Way out - Precision Seafood Harvesting allows small fish to escape unharmed from a new type of tunnel-like net end, and bigger fish to be brought on board trawlers alive and in top condition
A new way to catch fish alive and unharmed, secretly developed in Nelson and unveiled yesterday, could revolutionize the New Zealand fishing industry and take hold around the world, Seafood New Zealand chairman Eric Barratt says.
Precision Seafood Harvesting (PSH) was suggested by Nelson Plant and Food Research science group leader Alistair Jerrett to a skeptical fishing industry several years ago. But after the idea was developed, and with an investment of $52 million by three of New Zealand’s biggest seafood companies and the Government, it has won the doubters over.
Dozens of people, including the entire crew of the Sealord trawler Otakou, signed confidentiality agreements ahead of yesterday’s launch of the new system to just under 300 delegates at the Seafood NZ conference in Auckland.
The system, which has been successfully trialed in commercial volumes, allows small fish to escape unharmed from a new type of tunnel-like net end made of PVC, and bigger fish to be brought on board trawlers alive and in top condition. They can then be sorted, with by-catch species released.
Mr. Barratt, who has had a long career in the industry and heads publicly-listed Sanford, and Sealord Group chief executive Graham Stuart said it was the most exciting development in their working lives.
Sealord, Sanford and iwi-owned Aotearoa Fisheries partnered with Plant & Food to develop the system, with the Government matching the industry’s contribution dollar for dollar.

> **WHAT YOU SHOULD DO**:
Please write out the passage on the new fish-harvesting system again, starting at "Precision Seafood Harvesting (PSH)" and ending at "the doubters over.", and replace "doubters" with "skeptics".

Rows from a dataset:
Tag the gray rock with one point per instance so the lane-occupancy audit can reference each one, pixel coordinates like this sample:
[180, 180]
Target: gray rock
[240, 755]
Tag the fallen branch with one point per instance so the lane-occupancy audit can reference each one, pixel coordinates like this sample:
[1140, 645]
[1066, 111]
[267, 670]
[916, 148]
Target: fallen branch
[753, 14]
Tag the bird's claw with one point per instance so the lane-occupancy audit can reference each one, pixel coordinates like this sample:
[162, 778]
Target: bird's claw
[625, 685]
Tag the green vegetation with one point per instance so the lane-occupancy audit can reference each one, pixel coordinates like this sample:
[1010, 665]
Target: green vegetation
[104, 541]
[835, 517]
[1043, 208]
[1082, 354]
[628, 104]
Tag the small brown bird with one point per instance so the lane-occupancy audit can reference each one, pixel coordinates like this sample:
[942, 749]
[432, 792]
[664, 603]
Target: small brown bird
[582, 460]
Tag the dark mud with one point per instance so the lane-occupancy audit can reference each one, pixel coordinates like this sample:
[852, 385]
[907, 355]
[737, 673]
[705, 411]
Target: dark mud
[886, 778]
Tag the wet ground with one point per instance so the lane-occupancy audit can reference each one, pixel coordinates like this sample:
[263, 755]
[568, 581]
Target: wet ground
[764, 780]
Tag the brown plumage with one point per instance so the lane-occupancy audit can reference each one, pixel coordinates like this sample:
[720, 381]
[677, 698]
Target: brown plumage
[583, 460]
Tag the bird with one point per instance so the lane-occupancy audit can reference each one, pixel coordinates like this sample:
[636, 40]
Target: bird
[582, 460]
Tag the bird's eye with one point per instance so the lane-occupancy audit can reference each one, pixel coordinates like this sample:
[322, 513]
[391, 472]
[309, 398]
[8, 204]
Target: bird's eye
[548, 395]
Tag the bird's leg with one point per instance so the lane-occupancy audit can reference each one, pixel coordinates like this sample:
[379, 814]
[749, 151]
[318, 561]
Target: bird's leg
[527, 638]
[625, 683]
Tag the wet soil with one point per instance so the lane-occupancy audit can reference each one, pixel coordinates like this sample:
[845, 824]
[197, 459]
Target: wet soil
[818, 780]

> **REPLY**:
Precision Seafood Harvesting (PSH) was suggested by Nelson Plant and Food Research science group leader Alistair Jerrett to a skeptical fishing industry several years ago. But after the idea was developed, and with an investment of $52 million by three of New Zealand’s biggest seafood companies and the Government, it has won the skeptics over.